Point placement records
>>

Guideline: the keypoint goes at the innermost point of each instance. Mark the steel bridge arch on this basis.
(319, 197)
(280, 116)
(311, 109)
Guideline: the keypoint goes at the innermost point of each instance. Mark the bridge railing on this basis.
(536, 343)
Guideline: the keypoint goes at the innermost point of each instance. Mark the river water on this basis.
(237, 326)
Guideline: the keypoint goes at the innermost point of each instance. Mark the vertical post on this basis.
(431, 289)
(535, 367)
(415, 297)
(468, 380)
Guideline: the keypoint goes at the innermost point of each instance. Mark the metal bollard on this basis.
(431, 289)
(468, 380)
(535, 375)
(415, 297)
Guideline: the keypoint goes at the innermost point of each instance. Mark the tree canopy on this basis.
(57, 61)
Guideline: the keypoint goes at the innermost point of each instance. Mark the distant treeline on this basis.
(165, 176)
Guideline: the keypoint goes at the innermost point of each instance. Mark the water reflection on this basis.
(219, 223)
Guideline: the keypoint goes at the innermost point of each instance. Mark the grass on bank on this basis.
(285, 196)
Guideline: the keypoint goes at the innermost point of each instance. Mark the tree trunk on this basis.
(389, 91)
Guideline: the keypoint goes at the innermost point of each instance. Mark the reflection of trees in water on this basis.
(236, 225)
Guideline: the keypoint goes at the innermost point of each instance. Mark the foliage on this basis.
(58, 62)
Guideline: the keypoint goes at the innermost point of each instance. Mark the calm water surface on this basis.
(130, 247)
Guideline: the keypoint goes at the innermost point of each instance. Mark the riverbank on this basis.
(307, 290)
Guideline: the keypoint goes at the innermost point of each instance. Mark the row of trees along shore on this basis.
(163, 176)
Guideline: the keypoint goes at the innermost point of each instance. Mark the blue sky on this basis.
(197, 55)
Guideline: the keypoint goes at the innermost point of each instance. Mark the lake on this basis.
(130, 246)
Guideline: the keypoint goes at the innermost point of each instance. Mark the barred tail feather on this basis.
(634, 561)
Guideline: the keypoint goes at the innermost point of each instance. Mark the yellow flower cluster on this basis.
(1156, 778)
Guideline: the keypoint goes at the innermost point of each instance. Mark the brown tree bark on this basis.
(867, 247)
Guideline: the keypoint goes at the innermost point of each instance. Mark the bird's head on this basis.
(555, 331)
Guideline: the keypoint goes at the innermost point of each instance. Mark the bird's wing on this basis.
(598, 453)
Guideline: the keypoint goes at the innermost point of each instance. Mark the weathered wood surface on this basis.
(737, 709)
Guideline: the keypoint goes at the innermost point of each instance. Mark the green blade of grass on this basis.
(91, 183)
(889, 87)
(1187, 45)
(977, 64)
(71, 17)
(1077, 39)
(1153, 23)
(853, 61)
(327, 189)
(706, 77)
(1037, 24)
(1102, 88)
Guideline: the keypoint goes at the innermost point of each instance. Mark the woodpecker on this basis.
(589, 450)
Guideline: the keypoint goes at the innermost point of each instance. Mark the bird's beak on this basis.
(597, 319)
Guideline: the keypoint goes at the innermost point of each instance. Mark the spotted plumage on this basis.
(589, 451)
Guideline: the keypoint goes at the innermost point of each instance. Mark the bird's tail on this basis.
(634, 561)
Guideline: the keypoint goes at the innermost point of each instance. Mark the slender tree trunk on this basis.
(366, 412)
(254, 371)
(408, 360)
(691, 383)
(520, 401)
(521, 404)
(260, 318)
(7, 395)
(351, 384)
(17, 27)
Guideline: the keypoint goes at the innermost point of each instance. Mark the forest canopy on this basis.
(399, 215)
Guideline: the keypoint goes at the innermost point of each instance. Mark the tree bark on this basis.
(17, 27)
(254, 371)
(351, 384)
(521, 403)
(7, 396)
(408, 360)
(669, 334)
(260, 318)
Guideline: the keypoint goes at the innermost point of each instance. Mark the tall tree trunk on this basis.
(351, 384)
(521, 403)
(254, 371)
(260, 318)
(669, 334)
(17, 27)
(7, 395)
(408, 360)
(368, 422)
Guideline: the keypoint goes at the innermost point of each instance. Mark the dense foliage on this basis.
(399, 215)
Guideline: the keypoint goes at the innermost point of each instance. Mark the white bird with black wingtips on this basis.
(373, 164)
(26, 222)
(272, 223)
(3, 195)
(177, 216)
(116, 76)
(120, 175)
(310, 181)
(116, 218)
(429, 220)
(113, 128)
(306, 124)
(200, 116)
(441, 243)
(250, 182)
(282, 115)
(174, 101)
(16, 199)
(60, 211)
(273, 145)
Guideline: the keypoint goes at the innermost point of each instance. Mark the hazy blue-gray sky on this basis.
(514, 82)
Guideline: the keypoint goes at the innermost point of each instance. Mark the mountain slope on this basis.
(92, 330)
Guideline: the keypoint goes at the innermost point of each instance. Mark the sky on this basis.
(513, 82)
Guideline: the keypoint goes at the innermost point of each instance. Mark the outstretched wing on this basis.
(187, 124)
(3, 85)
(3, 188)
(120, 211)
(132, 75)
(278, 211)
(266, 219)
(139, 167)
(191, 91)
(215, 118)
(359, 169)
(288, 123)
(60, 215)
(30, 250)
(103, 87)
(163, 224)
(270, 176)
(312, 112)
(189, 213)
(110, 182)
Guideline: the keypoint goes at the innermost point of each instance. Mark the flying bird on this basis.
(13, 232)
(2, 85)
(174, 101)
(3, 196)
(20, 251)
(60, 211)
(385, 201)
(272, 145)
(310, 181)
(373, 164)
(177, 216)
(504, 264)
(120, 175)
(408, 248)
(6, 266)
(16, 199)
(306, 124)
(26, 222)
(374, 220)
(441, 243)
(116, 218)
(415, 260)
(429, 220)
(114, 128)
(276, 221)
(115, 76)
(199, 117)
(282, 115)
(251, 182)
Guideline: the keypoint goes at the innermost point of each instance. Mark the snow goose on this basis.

<<

Each record should come back exactly as written.

• _Complete output_
Guideline: the keypoint goes at the innermost point of each instance. Mark the steel bridge arch on this basis.
(319, 197)
(280, 116)
(311, 109)
Guideline: the keypoint goes at the innermost point of each instance. Mark the bridge railing on this basis.
(536, 343)
Guideline: the keypoint goes at the innermost point of each instance. Mark the river water on this basis.
(237, 326)
Guideline: the keypoint goes at the innermost point of each instance. Mark the vertical post on this basis.
(431, 289)
(535, 367)
(415, 297)
(468, 380)
Guideline: the keypoint goes at the innermost point of each instance. Mark the metal bollard on this basis.
(431, 289)
(468, 380)
(535, 375)
(415, 297)
Guideline: the keypoint goes at the innermost point of each instance. Mark the tree canopy on this basis.
(57, 61)
Guideline: the keypoint goes at the innermost point of each instance. Mark the distant treeline on this basis.
(165, 176)
Guideline: the keypoint goes at the innermost point of each instance. Mark the water reflection on this basis.
(219, 223)
Guideline: the keypoint goes at the innermost point of each instance. Mark the grass on bank on this basis.
(285, 196)
Guideline: the keypoint goes at the innermost point of each instance. Mark the tree trunk on this basis.
(389, 91)
Guideline: the keypoint goes at the innermost point of each instance. Mark the reflection of trees in water on this basis.
(236, 225)
Guideline: the keypoint goes at the innermost point of each instance. Mark the foliage on this basis.
(58, 62)
Guideline: the keypoint goes at the innermost point of each instance. Mark the calm water surface on this basis.
(130, 247)
Guideline: the keypoint goes at the innermost point of each instance. Mark the riverbank on this basis.
(307, 290)
Guideline: the keypoint goes at the innermost point of each instance. Mark the row of trees along shore on this basis.
(163, 176)
Guideline: the keypoint goes at the innermost point of each instance. Mark the blue sky on this basis.
(197, 55)
Guideline: the keypoint goes at the innermost point of each instance. Mark the lake on this basis.
(130, 246)
Guideline: the keypoint goes at the innermost point of each instance. Mark the barred tail feather on this basis.
(634, 561)
Guideline: the keypoint goes at the innermost point of each instance. Mark the yellow flower cluster on this basis.
(1156, 778)
Guideline: the keypoint goes at the innermost point of each instance. Mark the brown tree bark on this basis.
(867, 247)
Guideline: the keypoint goes at the innermost point of each instance. Mark the bird's head on this basis.
(555, 331)
Guideline: the keypoint goes at the innermost point of each instance. Mark the bird's wing on this basis.
(598, 453)
Guideline: the keypoint goes at the innermost point of each instance. Mark the weathered wood surface on this basis.
(737, 709)
Guideline: the keypoint goes at the innermost point of each instance. Mark the green blade of grass on this basis.
(91, 183)
(889, 87)
(1187, 45)
(977, 64)
(71, 17)
(1077, 39)
(1153, 23)
(853, 61)
(327, 189)
(706, 77)
(1037, 24)
(1102, 88)
Guideline: the keypoint goes at the innermost point of each instance. Mark the woodpecker on this basis.
(589, 450)
Guideline: the keypoint goes at the innermost point of each instance. Mark the bird's beak on this basis.
(597, 319)
Guideline: the keypoint goes at the innermost point of each instance. Mark the spotted plumage on this basis.
(589, 451)
Guideline: the keypoint goes at the innermost point of each instance. Mark the bird's tail on this basis.
(634, 561)
Guideline: the keypoint goes at the innermost point of each instance. Mark the slender tree trunk on this basis.
(366, 412)
(254, 371)
(408, 360)
(691, 383)
(520, 401)
(521, 404)
(260, 318)
(7, 395)
(351, 384)
(17, 27)
Guideline: the keypoint goes at the innermost point of each instance. Mark the forest canopy on this basis.
(399, 215)
Guideline: the keypoint goes at the innermost point of each instance. Mark the tree bark on this basis.
(17, 27)
(254, 371)
(351, 384)
(521, 403)
(7, 396)
(408, 360)
(669, 334)
(260, 318)
Guideline: the keypoint goes at the innermost point of each instance. Mark the tall tree trunk on this basis.
(351, 384)
(521, 403)
(254, 371)
(260, 318)
(669, 334)
(17, 27)
(7, 395)
(408, 360)
(368, 422)
Guideline: the keypoint goes at the innermost point of each instance. Mark the dense foliage on this basis.
(399, 215)
Guideline: the keypoint goes at the innermost point of each instance. Mark the white bird with black wingtips on this basis.
(373, 164)
(26, 222)
(272, 223)
(3, 195)
(177, 216)
(116, 76)
(120, 175)
(310, 181)
(116, 218)
(429, 220)
(113, 128)
(306, 124)
(200, 116)
(441, 243)
(250, 182)
(282, 115)
(174, 101)
(16, 199)
(60, 211)
(273, 145)
Guideline: the keypoint goes at the innermost point of each instance. Mark the hazy blue-gray sky on this basis.
(514, 82)
Guideline: the keypoint goes at the innermost point of each instance. Mark the mountain slope on this basis.
(92, 330)
Guideline: the keypoint goes at the innermost point of each instance. Mark the sky on this basis.
(513, 82)
Guideline: the keypoint goes at the innermost point of each instance. Mark the outstretched wing on this basis.
(187, 124)
(3, 85)
(3, 188)
(120, 211)
(132, 75)
(278, 211)
(266, 219)
(139, 167)
(191, 91)
(215, 118)
(359, 169)
(288, 123)
(60, 215)
(30, 250)
(103, 87)
(163, 224)
(270, 176)
(312, 112)
(189, 213)
(110, 182)
Guideline: the keypoint goes at the innermost point of each instance. Mark the flying bird on this basis.
(13, 232)
(2, 85)
(174, 101)
(3, 196)
(20, 251)
(60, 211)
(385, 201)
(272, 145)
(310, 181)
(373, 164)
(177, 216)
(504, 264)
(120, 175)
(408, 248)
(6, 266)
(16, 199)
(306, 124)
(26, 222)
(374, 220)
(441, 243)
(116, 218)
(415, 260)
(429, 220)
(114, 128)
(276, 221)
(115, 76)
(199, 117)
(282, 115)
(251, 182)
Guideline: the keypoint goes at the innermost point of each instance. Mark the snow goose on this basis.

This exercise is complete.